Passage:

___

By 25-years-old, Steve Upshur was a heroin-addicted alcoholic. He tried many other drugs, leading to homelessness before God radically changed his life.
Born and raised on the west side of Detroit, Mich., in an African-American neighborhood, he and his family of 6 siblings and his mother and father were one of the few Caucasian families in the area.
At 12, Upshur was getting high by taking pills and drinking. "I directly relate a lot of my problems to being bored when I was younger," Upshur said to The Christian Post. "I was bored and wanted some excitement. I was sick of the humdrum. So I started stealing pills from the corner drug store. I started stealing boozes out of my father's whiskey cabinet."
By the age of 13, Upshur was stealing cars for the sake of joyriding, as his father prayed for him daily as he saw the bad change in his son. At 14, he decided to run away from home because he no longer wanted to follow the rules of his parents. He hitchhiked with two knives, two pairs of Levi's jeans, a pair of underwear, a pair of socks and $3 going towards the south.
Upshur ended up in a bar in San Francisco, where he was offered marijuana by an African man. He accepted the offer and smoked marijuana for the first time. He recalls, "I looked at myself in the mirror with the knife to my throat and all of a sudden I turned into the devil. I freaked out. I ran out the door to an apartment complex next door, jumped in the pool of water and got up. Then I thought, 'That was cool'."
He ended up back in Detroit and became a drug dealer getting arrested at 16-years-old for selling drugs. He was on probation but went back to selling drugs. Upshur said, "Weed is a gateway drug. It leads to stronger drugs." He went from smoking marijuana to smoking speed, but declared that he would never smoke heroin because he saw a video in 8th grade about its fatal effects. However, by the time that he was 17, he had tried heroin.
In 1967, Upshur began taking methadone pills that he got on the streets. He later began going to methadone clinics on a daily basis to feed his new habit, visiting three clinics on a daily basis using fake I.D.'s, and consuming amounts of the drug that would kill most people. Drinking alcohol, getting high on heroin and smoking marijuana every day became his way of life and it led to homelessness, a new low for him.

___

[Saved entries]
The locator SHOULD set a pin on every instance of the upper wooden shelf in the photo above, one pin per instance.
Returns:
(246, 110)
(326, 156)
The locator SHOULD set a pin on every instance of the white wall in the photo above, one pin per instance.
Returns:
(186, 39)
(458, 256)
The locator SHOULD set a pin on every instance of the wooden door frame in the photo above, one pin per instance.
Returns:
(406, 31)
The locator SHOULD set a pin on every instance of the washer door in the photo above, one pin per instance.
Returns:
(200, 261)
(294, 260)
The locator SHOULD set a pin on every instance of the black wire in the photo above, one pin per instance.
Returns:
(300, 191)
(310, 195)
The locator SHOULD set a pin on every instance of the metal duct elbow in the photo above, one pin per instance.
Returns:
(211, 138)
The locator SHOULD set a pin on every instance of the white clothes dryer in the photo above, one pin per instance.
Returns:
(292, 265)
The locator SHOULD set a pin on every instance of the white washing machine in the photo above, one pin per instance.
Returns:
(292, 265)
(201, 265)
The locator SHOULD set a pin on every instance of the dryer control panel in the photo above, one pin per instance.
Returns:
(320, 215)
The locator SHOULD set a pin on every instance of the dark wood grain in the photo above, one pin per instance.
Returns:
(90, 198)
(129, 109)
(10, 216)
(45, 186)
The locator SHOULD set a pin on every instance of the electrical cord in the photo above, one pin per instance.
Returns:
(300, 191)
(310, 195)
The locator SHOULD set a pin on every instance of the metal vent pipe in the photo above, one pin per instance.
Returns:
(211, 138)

___

Parts of the exercise:
#1 In the passage about Steve Upshur, what did he carry when he hitchhiked away from home at 14?
#2 Extend the account of Steve Upshur's life beyond its last sentence.

Responses per task:
#1 Two knives, two pairs of Levi's jeans, a pair of underwear, a pair of socks and $3.

#2
The pattern of jail, drugs and homelessness lasted for years until 1974, when at 25-years-old, Upshur had an encounter with God in downtown Oklahoma City. While in jail, an inmate told him about "The Jesus House." He went there after he got out of jail and saw that it was a place run by two Christian women in their late 40s. There were about 20-30 people who were addicts, homeless, prostitutes, and people from other walks of life that were often shunned by society.
A man then said to him, "I can prove to you that Jesus is real. Give your life to him and watch him change you." Three months later, Upshur recalls, "God spoke to me in an audible voice and told me that He was alive and He showed me all of these demons in a vision and it freaked me out. After 20 to 30 years of me dealing and scheming, this spirit world opens up and scared me. I was shocked to my core."
He then went back to "The Jesus House" and told them about his experience. They in turn replied, "We'd been praying for you every day for 3 months for you to get saved."
He later went to a church and was prayed over by members of the church. "My body began shaking and sweating uncontrollably. I felt the depth of God's love fall over me," Upshur shared. With his nose running profusely, and feeling the sensation of his everything in him coming out, he shared, "all of a sudden I began to think clearly for the first time in 20 years."
He ended up back in Detroit as a changed person with an eagerness to reach out to others who were searching for hope. Over the years, Upshur began teaching Bible studies to youth in Detroit's east side. As people began to attend the Bible studies, the group evolved into a church, even though there was no plan to make a church. Upshur named the church "The Breadline."
In 1980, he began and hosted the "New Life" TV program that lasted for 15 years, and started prison and jail ministries. He also evangelized on the streets and became involved with reaching out to outlaw motorcycle clubs.
After being approached by Christians from Detroit with an offer to donate their old four-story warehouse in the inner city of Detroit, he began to offer barbeques, campfires and live music in the community. In 1997, the name of the church was changed to Peacemakers International. "Everything we do is geared towards soul-winning," Upshur said.
Pastor Upshur welcomes missions groups to his church on a regular basis and also has housing for ex-felons. Congregants of his church often go on missions trips to Haiti as well.